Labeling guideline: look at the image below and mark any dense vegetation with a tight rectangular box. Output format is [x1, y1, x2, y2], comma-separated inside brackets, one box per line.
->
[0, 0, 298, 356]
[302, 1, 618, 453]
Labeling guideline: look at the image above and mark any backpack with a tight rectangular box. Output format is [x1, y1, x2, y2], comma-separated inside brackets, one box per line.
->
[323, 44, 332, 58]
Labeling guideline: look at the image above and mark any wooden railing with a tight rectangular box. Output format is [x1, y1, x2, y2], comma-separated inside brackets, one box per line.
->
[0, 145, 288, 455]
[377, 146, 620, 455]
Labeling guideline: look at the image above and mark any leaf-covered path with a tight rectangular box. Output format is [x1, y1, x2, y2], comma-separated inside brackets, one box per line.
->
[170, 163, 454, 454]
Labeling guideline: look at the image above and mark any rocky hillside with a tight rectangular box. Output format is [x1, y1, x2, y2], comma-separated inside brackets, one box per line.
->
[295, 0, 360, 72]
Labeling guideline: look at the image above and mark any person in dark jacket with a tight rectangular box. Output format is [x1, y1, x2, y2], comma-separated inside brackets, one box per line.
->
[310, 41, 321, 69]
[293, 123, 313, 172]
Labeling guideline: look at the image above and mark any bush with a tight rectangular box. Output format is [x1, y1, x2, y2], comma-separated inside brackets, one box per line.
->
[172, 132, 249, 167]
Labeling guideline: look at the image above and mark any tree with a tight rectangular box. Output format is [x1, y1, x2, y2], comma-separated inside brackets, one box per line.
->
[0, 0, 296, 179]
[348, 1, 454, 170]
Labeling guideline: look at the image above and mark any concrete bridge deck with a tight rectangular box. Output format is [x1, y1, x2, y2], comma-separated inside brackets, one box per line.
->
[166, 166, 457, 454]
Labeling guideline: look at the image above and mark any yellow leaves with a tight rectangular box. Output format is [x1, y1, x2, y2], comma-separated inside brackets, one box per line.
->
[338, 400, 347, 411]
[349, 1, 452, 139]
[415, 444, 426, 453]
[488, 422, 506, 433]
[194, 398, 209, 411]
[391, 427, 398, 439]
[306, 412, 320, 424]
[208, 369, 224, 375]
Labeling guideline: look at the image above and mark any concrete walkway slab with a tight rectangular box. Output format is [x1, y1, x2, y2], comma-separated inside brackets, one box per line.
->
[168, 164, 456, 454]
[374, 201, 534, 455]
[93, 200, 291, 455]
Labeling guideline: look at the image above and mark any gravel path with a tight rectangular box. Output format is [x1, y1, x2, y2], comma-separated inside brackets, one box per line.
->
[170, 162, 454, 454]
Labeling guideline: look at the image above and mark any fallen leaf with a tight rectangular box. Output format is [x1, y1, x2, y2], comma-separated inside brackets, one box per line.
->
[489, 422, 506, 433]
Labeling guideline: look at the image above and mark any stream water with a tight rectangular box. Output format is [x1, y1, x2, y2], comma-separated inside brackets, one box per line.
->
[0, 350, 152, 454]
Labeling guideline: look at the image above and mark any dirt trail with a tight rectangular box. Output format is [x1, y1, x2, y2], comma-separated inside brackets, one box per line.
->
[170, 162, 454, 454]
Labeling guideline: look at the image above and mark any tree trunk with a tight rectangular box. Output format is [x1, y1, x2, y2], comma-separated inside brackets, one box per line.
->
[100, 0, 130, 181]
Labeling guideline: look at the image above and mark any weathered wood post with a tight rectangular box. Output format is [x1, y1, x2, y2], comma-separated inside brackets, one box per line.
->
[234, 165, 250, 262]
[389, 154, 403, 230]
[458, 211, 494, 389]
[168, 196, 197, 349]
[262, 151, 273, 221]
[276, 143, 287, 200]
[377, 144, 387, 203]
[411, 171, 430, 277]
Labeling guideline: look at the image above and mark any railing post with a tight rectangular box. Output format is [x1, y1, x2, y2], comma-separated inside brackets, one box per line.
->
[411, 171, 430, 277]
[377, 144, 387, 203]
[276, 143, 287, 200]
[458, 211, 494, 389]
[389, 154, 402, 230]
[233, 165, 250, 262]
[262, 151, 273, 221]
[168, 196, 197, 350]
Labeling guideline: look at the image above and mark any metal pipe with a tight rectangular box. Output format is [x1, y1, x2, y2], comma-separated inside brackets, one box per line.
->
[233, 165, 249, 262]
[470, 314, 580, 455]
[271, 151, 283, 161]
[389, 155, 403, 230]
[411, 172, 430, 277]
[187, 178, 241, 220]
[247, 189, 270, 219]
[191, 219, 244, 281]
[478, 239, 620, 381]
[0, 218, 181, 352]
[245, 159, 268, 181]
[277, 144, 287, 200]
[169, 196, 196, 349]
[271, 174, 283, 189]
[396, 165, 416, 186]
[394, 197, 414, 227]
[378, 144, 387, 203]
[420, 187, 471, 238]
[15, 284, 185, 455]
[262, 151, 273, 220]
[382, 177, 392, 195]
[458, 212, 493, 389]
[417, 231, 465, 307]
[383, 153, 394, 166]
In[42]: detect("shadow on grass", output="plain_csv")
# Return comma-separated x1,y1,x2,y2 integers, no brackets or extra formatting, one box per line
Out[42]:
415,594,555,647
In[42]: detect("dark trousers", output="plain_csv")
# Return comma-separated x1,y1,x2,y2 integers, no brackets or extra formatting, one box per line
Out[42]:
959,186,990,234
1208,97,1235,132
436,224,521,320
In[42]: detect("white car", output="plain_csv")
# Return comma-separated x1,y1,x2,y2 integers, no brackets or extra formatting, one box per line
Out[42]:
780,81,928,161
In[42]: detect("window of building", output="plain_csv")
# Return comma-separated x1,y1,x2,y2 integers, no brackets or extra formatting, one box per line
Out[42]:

___

--- TRY IT ---
Every record listed above should be reproduced exactly.

--- TASK ANSWER ---
Labeling guideline: look at the image below and mark any dense vegetation with a tight rectangular box. Output format is [x1, y1, x2, y2], comma-separated inside brackets, one box per line.
->
[0, 0, 298, 356]
[302, 1, 618, 453]
Labeling guideline: look at the image above and mark any backpack with a tight rectangular box. Output format is [x1, y1, x2, y2], comma-separated inside brackets, one box per line.
->
[323, 44, 332, 58]
Labeling guideline: look at the image above and mark any wooden railing with a tight rectangular box. Output format is [x1, y1, x2, y2], comma-separated inside brackets, one box per line.
->
[0, 145, 288, 455]
[377, 146, 620, 455]
Labeling guideline: look at the image above and mark any leaf-covered path with a tight rectangular box. Output format is [x1, y1, x2, y2], comma-separated inside brackets, one box per line.
->
[170, 163, 454, 454]
Labeling guideline: look at the image above and mark any rocky hillside with a tight rectangular box. Output format is [x1, y1, x2, y2], comma-separated inside brackets, one box per line.
->
[295, 0, 360, 72]
Labeling guideline: look at the image above and mark any person in dark jacket with a tight rectangular box. Output format is [x1, y1, x2, y2], comma-separated inside brackets, one box per line.
->
[310, 41, 321, 69]
[293, 123, 313, 172]
Labeling guideline: look at the image above and mark any bush with a tight rectangular box. Output format is [x1, y1, x2, y2], comma-separated inside brackets, one box per line.
->
[172, 132, 249, 167]
Labeling guideline: look at the image above and mark any tree with a tight rectangular box. Output format is [x1, y1, x2, y2], comma-separated inside brackets, one box per line.
->
[0, 0, 296, 179]
[348, 1, 454, 170]
Labeling guideline: look at the image above and mark any concrete bridge deck with a tight rectangular box. Output format is [x1, y1, x2, y2], comma-separated inside brackets, one box per line.
->
[166, 166, 457, 454]
Labeling guideline: look at the image above and mark any yellow leaves with a tight rectangular box. Output format is [x1, y1, x2, y2], comma-separated inside brackets, one box per line.
->
[338, 400, 347, 411]
[349, 1, 452, 139]
[415, 444, 426, 453]
[488, 422, 506, 433]
[194, 398, 209, 411]
[391, 427, 398, 439]
[306, 412, 320, 424]
[208, 369, 224, 375]
Labeling guideline: look at the image above and mark any concrete walkway slab with a tight rectangular box. Output format is [x1, y1, x2, y2], comma-separated inside brackets, one box per line.
->
[168, 164, 456, 454]
[374, 201, 534, 455]
[93, 200, 291, 455]
Labeling guideline: look at the image above and mark any gravel path with a tight rectangular box. Output format is [x1, y1, x2, y2], comma-separated inside brackets, one box per line.
->
[170, 162, 454, 454]
Labeling guideline: look at the image above and mark any fallen leaf with a tight rectangular box. Output format is [x1, y1, x2, y2], comma-separated inside brackets, one box per line.
->
[489, 422, 506, 433]
Labeling guideline: look at the image above and mark any stream water with a tight rectangular box. Output format is [x1, y1, x2, y2], comma-separated inside brackets, one box per line.
->
[0, 350, 152, 454]
Labeling guideline: look at the image above and mark any dirt trail with a tight rectangular box. Output format is [x1, y1, x2, y2], comma-separated inside brackets, one box per line.
->
[170, 162, 454, 454]
Labeling guideline: look at the image above and mark any tree trunk with a tight rectangular box. Output format is [x1, y1, x2, y2], comma-separated inside brackets, one box per line.
->
[100, 0, 130, 181]
Labeling guideline: look at the image above and mark any weathered wood post with a tight rectangular box. Output format is [x1, y1, x2, y2], comma-separated inside brackets, one box per line.
->
[234, 165, 250, 262]
[389, 154, 403, 230]
[458, 211, 494, 389]
[168, 196, 197, 349]
[262, 151, 273, 221]
[276, 143, 287, 200]
[377, 144, 387, 203]
[411, 171, 430, 277]
Labeling guideline: look at the image above and mark any railing post with a tight rectangular box. Output format is [x1, y1, x2, y2], comma-separated inside brackets, one box per line.
->
[411, 171, 430, 277]
[377, 144, 387, 203]
[276, 143, 287, 200]
[458, 211, 494, 389]
[389, 154, 402, 230]
[233, 165, 250, 262]
[262, 151, 273, 221]
[168, 196, 197, 350]
Labeling guideline: look at the image above and mark any metal pipe with a tight rectangular box. Output format is [x1, y1, x2, y2], comma-separated inside brackets, one box per line.
->
[233, 165, 249, 262]
[470, 314, 580, 455]
[271, 151, 283, 161]
[389, 155, 403, 230]
[411, 172, 430, 277]
[187, 178, 241, 220]
[247, 189, 270, 219]
[191, 219, 244, 281]
[478, 239, 620, 381]
[0, 218, 181, 352]
[245, 159, 268, 181]
[277, 144, 287, 200]
[169, 196, 196, 349]
[271, 174, 283, 189]
[396, 165, 416, 186]
[394, 197, 414, 227]
[378, 144, 387, 203]
[420, 187, 471, 238]
[15, 284, 185, 455]
[262, 151, 273, 220]
[382, 177, 392, 195]
[458, 212, 493, 389]
[417, 231, 465, 307]
[383, 153, 394, 166]
In[42]: detect("shadow on grass", output="plain_csv")
# Return comma-separated x1,y1,x2,y2 integers, no brackets or extra formatting, one box per line
Out[42]:
415,594,555,647
In[42]: detect("dark trousers", output="plain_csv")
# Return comma-separated x1,y1,x2,y2 integers, no brackets or extra formatting, one box per line
Out[42]:
959,186,990,234
1208,97,1235,132
436,224,521,320
In[42]: detect("white car", output="plain_csv")
# Return comma-separated x1,y1,x2,y2 integers, no brackets or extra formatting, one box per line
Out[42]:
780,81,928,161
In[42]: detect("window of building", output="plain_csv")
# Return comma-separated x1,y1,x2,y2 integers, no brackets or extra formatting, one box per line
Out[42]:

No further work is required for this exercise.